> _TAREFAS A CUMPRIR_
a. Responda às perguntas abaixo com base na crítica sobre "Arca Russa", marcando as respostas com (i), (ii) e (iii):
(i) Quantos minutos dura a única tomada em que "Arca Russa" foi realizado?
(ii) Que nome se dá a cada recorte de filmagem?
(iii) Quem se encarrega de colocar ordem e ritmo nesses pedaços durante a montagem?
b. Por favor, escreva a continuação da crítica sobre "Arca Russa" logo após a última frase.

____ TEXTO DO DOCUMENTO

|
Texto Anterior | Próximo Texto | Índice
Crítica/DVD/"Arca Russa"
Sem cortes, Sokúrov encena a história russa
CÁSSIO STARLING CARLOS
CRÍTICO DA FOLHA
O espectador leigo de cinema fica a ver navios
quando críticos e teóricos se lançam a elogiar um filme elencando as virtudes com
base no uso de tantos planos-seqüências. O termo é técnico
e, portanto, jargão, inadequado,
segundo regras, para ser usado
em textos jornalísticos. Mas como explicitar as qualidades de
"Arca Russa", filme realizado
numa única tomada de 97 minutos, ou seja, num único plano-seqüência, sem explicar do
que se trata e para que serve?
Sejamos didáticos, portanto.
Um filme, como um livro,
uma novela ou uma história em
quadrinhos, é feito de centenas
de pontos de vista, perspectivas
sobre ações, personagens e objetos. A cada um desses recortes de filmagem se dá o nome
de "plano". No processo seguinte, a montagem, o editor se
encarrega de colocar ordem e
ritmo nesses pedaços, construindo seqüências e, com a sucessão delas, o filme que vemos.
Nessas operações, trata-se
portanto de reinventar a realidade, primeiro por meio da encenação nas filmagens, depois
colocando certa ordem que nos
dá impressão de realidade.

________
____ DADOS FORNECIDOS

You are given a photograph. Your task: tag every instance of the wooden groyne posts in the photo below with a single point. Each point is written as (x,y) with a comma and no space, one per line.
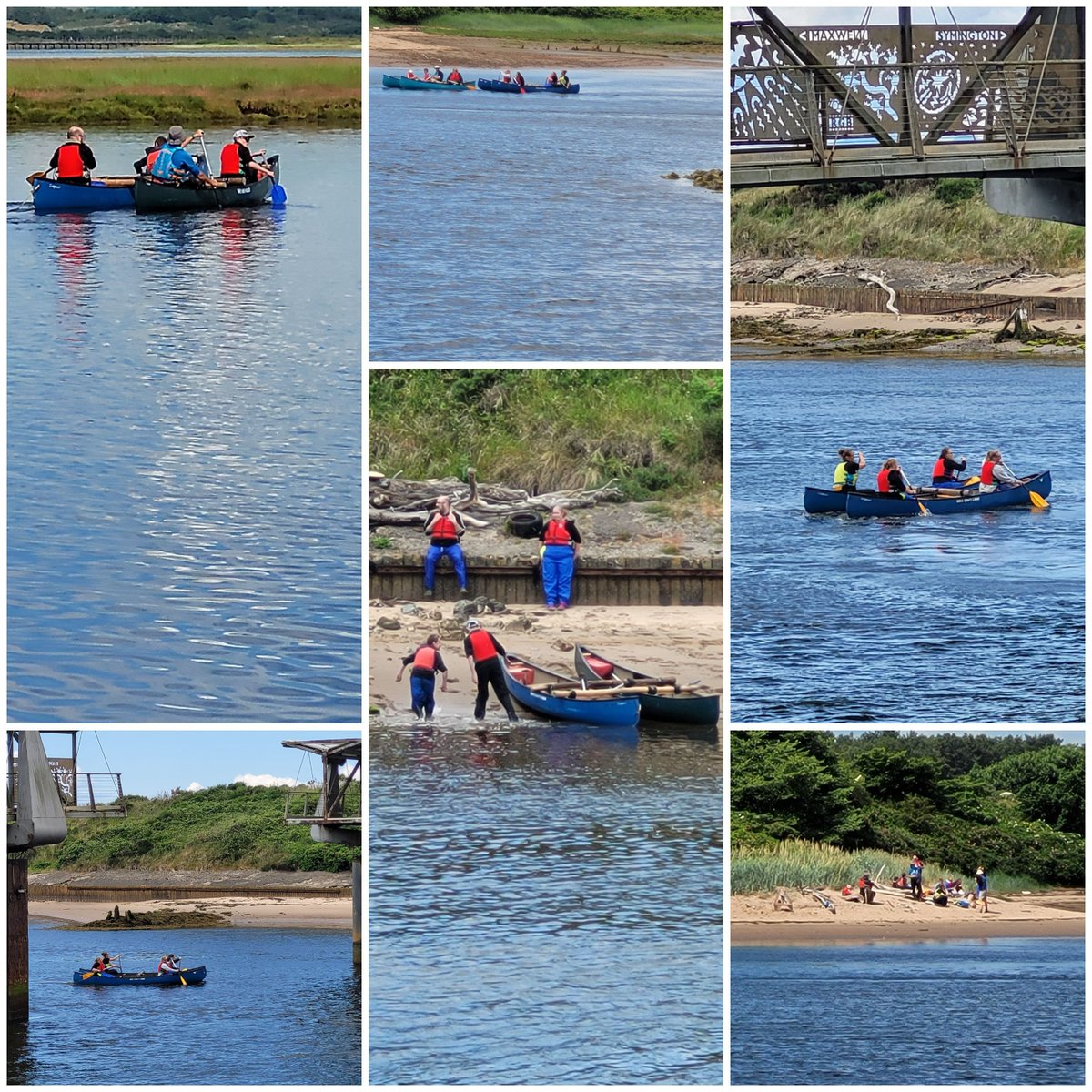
(632,581)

________

> _RESPOSTAS_
a.
(i) 97 minutos.
(ii) Plano.
(iii) O editor.

b.
Contra esta "realidade", alguns cineastas começaram a
rodar cenas em planos longos,
sem cortes, num modo, segundo críticos e teóricos importantes, de se aproximar ao máximo
da realidade (supostamente
mais "real" do que aquela outra). Sem cortes, acreditava-se,
não há manipulação daquilo
que se vê. Ou, mais importante,
mantém-se a unidade de espaço e de tempo, proporcionando
ao espectador acompanhar
uma ação em sua integridade e,
de quebra, em sua verdade.
Ora, o projeto do diretor russo Aleksandr Sokúrov em "Arca
Russa" foi levar ao limite as
tentativas anteriores de realizar um filme inteiro sem cortes, tecnicamente impossível
antes do advento da câmera digital. Mas, ao contrário de seguir o culto do fetichismo realista, o plano-seqüência que
constitui "Arca Russa" transmite outras significações que
não o do culto da veracidade.
A longa tomada foi feita nos
extensos salões e corredores do
Museu Hermitage, que ocupa
um majestoso palácio imperial
em São Petersburgo. Como
proeza técnica, a ambição de
Sokúrov e equipe não se esgota
no virtuosismo. Trata-se de
usar a fluidez (trazida pelo movimento contínuo da imagem)
como modo de encenar a história do país, interpretando-a.
Desse modo, passado e presente se interpenetram na imagem, dando-nos a ver a história
como um processo contínuo
que avança "sem cortes". Ao
contrário, continua, se reproduz, reencontra-se por meio de
um fluxo no qual nada se perde,
tudo se transforma.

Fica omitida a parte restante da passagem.